### [TO BE DONE]
Please resume the forum thread on satellite transponder signal readings, picking up after its last post.

### [EXTRACTED TEXT]
* * *
No way to prove it, but I think some of the tp readings are from the old sat.


----------



## levibluewa

1st 31 should be 21


----------



## James Long

Ciel-2 can only do ConUS on TP17-32. Anything ConUS below 17 is E5.


----------



## levibluewa

01 = 43
02 = 29
03 = 41
04 = 41
05 = 41
06 = 0
07 = 30 (30 sec. wait b4 a reading)
08 = 40
09 = 41
10 = 37
11 = 0
12 = 12 (coming out of a fall)
13 = 22
14 = 24
15 = 25 Spotbeam
16 = 26
_______
17 = 70
18 = 50
19 = 56
20 = 51
21 = 70
22 = 51
23 = 56
24 = 52
25 = 54
26 = 50
27 = 56
28 = 60
29 = 56
30 = 47
31 = 57
32 = 61


----------



## peano

Perfectly clear day in Western, NY and I am getting higher strengths on 1 - 16 than I am on 17 - 32 with the exception of TP17 and TP21 which are both at 67. How is that possible???


----------



## P Smith

Don't accept reading SS after first 15 sec - it would come from adjusted tpn because if selected tpn have no lock/signal FW will shift LOF settings to autotuneup, but the range of autotune is too wide what will take other tpn.
* * *
Dataset items

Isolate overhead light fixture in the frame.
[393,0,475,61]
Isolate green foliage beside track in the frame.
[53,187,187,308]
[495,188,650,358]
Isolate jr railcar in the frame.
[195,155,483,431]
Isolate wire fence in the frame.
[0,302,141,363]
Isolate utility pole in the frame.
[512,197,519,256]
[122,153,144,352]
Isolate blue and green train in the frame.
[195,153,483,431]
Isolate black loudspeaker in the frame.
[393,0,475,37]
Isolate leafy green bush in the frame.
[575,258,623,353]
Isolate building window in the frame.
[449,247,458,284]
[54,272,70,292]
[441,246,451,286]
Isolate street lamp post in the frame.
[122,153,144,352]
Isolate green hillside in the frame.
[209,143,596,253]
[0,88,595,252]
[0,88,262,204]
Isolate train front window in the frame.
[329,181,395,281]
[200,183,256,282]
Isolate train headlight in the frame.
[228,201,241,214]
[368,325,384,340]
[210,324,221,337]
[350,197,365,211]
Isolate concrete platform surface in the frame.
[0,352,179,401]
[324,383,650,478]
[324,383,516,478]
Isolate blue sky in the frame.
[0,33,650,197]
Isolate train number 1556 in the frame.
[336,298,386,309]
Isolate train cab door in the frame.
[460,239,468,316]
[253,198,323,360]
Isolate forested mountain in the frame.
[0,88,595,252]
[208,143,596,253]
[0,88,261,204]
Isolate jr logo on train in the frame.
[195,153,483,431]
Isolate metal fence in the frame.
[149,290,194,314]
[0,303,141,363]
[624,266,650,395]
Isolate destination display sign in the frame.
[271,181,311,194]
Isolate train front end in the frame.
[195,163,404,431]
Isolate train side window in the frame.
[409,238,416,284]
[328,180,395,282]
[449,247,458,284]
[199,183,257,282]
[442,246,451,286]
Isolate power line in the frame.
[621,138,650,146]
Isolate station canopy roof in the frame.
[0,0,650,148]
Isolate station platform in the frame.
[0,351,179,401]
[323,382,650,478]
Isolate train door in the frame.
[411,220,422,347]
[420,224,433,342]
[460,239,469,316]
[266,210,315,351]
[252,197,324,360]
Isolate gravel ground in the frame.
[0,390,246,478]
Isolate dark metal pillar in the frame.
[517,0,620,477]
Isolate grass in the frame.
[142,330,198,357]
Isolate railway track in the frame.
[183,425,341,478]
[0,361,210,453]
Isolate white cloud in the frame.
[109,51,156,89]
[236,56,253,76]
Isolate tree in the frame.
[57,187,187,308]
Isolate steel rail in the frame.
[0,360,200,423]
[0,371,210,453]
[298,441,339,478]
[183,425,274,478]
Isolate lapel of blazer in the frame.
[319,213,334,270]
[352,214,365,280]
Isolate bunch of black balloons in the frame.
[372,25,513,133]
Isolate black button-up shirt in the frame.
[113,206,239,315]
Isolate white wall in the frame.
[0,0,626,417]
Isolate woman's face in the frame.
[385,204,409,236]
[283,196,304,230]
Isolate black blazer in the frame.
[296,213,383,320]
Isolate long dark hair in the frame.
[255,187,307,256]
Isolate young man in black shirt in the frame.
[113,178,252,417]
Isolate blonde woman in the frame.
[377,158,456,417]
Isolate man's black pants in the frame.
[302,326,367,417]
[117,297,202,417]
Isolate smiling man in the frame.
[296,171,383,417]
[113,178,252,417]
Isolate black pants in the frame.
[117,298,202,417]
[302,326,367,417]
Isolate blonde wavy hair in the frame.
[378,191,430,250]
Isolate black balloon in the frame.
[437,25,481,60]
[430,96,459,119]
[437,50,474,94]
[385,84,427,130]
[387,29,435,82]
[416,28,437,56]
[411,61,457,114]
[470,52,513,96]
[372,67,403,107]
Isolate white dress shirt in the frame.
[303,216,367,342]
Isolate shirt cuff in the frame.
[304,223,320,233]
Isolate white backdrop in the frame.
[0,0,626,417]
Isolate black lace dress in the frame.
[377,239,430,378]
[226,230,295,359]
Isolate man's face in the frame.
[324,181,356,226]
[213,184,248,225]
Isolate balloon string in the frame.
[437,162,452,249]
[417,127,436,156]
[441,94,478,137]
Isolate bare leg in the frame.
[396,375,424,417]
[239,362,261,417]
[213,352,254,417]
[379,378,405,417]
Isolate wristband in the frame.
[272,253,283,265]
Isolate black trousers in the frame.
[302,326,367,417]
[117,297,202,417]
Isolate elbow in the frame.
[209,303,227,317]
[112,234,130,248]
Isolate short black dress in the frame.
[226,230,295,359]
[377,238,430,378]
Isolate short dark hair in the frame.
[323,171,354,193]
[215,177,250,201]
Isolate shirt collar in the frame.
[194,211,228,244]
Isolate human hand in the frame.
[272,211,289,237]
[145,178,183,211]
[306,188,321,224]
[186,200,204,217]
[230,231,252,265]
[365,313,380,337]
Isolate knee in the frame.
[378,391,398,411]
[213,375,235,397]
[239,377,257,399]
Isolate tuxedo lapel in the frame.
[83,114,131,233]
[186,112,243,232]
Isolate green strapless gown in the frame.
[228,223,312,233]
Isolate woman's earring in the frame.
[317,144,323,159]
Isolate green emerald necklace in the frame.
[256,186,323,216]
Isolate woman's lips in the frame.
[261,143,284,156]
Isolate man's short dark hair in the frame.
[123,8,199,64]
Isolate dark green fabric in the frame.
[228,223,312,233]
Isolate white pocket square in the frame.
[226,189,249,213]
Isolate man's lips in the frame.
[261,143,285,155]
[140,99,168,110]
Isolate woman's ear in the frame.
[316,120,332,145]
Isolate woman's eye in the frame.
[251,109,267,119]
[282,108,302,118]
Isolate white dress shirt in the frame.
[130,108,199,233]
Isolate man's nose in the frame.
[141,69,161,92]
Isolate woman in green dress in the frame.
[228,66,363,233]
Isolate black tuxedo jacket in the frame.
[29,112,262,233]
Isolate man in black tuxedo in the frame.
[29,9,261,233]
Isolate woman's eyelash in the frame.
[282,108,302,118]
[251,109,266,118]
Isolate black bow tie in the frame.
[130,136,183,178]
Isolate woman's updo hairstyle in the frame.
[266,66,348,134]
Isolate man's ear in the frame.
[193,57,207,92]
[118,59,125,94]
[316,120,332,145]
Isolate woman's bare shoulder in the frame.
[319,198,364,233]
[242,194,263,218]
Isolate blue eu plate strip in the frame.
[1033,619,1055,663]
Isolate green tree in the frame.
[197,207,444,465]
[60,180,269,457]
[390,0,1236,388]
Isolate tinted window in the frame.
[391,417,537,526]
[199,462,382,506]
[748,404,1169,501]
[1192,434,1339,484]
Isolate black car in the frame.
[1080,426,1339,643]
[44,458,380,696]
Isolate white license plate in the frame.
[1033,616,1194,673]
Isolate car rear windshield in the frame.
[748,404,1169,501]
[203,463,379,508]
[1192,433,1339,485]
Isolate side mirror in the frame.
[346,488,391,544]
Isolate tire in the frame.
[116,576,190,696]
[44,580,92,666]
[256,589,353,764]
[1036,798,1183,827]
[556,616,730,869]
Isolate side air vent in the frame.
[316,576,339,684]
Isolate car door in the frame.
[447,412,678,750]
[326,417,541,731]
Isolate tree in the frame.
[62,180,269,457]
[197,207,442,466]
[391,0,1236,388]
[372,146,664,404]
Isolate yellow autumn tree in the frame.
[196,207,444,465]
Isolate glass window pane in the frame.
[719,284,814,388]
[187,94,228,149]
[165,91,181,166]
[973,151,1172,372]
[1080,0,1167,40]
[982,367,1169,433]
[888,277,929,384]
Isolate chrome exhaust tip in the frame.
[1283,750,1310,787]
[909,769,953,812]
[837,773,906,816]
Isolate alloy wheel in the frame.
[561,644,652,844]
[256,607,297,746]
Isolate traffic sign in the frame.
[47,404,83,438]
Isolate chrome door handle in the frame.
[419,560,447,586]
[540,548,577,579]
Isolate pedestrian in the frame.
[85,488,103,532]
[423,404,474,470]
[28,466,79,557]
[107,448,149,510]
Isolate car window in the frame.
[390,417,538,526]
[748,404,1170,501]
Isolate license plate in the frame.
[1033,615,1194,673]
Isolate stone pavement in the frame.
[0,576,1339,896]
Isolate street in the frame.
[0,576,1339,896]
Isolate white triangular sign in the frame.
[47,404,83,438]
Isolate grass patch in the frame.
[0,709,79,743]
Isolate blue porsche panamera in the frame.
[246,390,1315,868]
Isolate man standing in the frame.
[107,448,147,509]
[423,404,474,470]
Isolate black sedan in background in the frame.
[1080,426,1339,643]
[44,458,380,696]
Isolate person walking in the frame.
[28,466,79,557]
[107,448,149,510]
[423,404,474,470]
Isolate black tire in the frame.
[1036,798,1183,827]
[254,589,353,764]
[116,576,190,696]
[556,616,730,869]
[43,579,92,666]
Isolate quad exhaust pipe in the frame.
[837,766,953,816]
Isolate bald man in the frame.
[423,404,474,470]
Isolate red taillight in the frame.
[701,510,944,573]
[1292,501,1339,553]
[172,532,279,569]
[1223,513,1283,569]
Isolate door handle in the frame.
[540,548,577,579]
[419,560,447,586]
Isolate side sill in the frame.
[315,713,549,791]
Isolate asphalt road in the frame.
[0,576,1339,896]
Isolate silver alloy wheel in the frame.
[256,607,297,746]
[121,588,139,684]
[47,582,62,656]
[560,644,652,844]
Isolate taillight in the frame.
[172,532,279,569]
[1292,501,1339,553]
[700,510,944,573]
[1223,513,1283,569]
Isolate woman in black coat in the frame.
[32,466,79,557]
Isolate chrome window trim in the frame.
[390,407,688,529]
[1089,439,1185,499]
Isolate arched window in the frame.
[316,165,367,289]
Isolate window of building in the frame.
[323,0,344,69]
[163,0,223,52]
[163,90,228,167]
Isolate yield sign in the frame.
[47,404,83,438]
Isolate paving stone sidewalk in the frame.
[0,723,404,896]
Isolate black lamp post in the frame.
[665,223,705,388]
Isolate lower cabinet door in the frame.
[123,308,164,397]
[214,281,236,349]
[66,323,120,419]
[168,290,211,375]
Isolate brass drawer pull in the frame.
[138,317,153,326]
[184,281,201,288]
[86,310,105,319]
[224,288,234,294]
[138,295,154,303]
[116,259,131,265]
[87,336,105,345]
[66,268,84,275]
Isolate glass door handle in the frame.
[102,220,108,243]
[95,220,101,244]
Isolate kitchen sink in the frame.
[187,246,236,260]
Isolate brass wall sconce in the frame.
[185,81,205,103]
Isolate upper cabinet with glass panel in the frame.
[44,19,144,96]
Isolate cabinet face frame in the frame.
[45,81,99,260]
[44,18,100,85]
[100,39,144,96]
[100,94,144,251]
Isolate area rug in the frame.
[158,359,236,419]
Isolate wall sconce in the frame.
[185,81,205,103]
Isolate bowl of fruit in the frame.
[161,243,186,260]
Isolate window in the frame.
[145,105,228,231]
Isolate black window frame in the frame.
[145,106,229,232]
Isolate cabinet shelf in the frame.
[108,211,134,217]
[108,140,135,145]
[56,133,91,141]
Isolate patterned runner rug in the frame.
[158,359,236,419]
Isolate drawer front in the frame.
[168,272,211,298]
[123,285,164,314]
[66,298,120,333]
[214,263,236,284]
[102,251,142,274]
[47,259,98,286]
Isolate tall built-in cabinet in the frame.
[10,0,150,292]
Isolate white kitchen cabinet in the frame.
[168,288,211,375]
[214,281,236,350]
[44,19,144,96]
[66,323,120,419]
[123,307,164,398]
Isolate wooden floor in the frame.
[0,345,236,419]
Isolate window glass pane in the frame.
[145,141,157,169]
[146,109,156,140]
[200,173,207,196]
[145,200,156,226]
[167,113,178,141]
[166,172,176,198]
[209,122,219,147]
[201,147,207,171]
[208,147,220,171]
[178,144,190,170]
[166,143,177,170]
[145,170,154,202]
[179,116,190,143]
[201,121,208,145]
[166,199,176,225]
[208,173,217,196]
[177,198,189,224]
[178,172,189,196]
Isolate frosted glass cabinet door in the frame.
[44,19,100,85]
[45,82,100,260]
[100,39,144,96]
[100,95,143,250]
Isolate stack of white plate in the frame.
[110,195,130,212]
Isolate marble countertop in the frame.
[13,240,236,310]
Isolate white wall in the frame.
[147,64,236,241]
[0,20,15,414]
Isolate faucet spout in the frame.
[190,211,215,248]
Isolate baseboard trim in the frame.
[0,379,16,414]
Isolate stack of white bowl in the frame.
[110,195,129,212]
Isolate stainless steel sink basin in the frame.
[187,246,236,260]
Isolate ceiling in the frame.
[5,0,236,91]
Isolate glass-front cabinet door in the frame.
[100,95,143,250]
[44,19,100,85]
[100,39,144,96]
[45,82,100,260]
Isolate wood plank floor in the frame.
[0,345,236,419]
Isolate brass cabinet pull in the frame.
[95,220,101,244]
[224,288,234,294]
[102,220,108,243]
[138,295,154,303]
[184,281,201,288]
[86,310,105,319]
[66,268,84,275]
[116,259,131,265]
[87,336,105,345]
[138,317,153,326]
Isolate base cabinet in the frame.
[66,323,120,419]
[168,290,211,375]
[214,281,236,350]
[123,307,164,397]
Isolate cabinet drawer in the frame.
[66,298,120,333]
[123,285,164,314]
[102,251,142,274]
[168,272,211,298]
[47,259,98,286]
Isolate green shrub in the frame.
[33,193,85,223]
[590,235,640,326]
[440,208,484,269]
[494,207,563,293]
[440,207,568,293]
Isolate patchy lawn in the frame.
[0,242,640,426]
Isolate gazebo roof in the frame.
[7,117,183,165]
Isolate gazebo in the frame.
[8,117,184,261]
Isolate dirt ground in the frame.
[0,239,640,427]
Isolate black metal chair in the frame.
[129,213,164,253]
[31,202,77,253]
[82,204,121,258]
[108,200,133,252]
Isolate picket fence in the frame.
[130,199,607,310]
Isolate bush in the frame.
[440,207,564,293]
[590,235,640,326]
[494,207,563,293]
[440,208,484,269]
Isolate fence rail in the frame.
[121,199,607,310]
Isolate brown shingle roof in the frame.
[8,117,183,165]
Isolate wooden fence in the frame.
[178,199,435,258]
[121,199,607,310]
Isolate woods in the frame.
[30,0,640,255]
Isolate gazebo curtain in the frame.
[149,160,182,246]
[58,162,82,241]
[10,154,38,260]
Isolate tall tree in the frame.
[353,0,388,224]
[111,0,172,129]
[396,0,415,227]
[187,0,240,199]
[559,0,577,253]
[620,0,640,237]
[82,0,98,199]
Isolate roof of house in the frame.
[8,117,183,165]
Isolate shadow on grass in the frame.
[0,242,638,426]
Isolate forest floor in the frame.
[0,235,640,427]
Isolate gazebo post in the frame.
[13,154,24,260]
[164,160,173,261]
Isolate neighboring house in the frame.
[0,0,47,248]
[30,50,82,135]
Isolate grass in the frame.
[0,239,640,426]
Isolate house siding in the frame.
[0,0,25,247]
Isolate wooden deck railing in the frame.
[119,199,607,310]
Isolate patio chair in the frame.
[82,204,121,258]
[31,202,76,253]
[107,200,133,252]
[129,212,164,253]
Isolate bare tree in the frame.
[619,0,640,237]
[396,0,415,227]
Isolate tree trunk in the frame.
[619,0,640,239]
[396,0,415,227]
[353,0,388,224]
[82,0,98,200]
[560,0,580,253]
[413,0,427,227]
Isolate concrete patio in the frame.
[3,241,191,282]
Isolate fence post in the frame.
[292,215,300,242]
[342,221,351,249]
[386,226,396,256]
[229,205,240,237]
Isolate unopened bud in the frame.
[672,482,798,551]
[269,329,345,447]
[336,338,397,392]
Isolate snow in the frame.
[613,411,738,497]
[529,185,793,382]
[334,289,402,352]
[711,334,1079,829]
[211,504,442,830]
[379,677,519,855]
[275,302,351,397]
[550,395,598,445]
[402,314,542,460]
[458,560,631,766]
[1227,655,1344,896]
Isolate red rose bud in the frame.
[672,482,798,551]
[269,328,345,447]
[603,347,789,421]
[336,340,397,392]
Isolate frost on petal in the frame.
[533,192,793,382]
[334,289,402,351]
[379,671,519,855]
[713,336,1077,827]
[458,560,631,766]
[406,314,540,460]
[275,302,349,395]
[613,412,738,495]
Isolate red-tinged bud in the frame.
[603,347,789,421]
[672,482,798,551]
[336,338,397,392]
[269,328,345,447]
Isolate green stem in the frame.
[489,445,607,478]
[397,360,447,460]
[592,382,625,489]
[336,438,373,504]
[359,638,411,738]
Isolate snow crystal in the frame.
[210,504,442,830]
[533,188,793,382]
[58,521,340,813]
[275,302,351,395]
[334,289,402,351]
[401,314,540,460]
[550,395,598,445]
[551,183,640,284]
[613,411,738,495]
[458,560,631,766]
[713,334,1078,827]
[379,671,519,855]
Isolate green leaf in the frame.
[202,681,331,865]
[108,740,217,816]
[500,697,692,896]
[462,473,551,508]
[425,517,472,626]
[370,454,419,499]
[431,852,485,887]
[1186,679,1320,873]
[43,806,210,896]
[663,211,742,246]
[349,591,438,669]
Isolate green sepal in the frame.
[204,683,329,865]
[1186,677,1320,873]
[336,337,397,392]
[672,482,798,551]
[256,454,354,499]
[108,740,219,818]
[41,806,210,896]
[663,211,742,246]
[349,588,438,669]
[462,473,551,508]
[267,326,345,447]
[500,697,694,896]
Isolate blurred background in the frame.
* * *
### [SOLVED EXERCISE]
----------



## carl.066

As of this afternoon, in the block still in use by Echo 5 (1-16), Transponders 3, 6, 11 and 13 are either off or are now running Ciel-2 spotbeams. They are not viewable here.
The CONUS transponders are as follows:
17 - 84
18 - 65
19 - 69
20 - 66
21 - 84
22 - 65
23 - 68
24 - 65
25 - 66
26 - 64
27 - 69
28 - 77
29 - 71
30 - 64
31 - 70
32 - 82

I'm using 3 90cm dishes with legacy LNBs, aimed at 110, 119 and 129. Receiver is a standard 411 and switches are SW21 and GC-SW21XB.


----------



## P Smith

I don't see significant changes here using D1000+; 
a few goes up: tp5 +10, tp7 +5, tp11 +11 but signal still fluctuating, so the delta is not a constant.


----------



## James Long

P Smith said:


> I don't see significant changes here using D1000+;
> a few goes up: tp5 +10, tp7 +5, tp11 +11 but signal still fluctuating, so the delta is not a constant.


I would not expect changes on TPs less that 17. Only 17-32 are ConUS.

You may see some changes tonight on the lower TPs ... spotbeams are on 1-16.


----------



## jgurley

What is the elevation of Ceil-2? I used James' formular of 119-110+119 and in my case it equaled 34 degrees. (both 110 and 119 are 34 on my point dish menu). Could this be right? E-5 for me was 28 degrees.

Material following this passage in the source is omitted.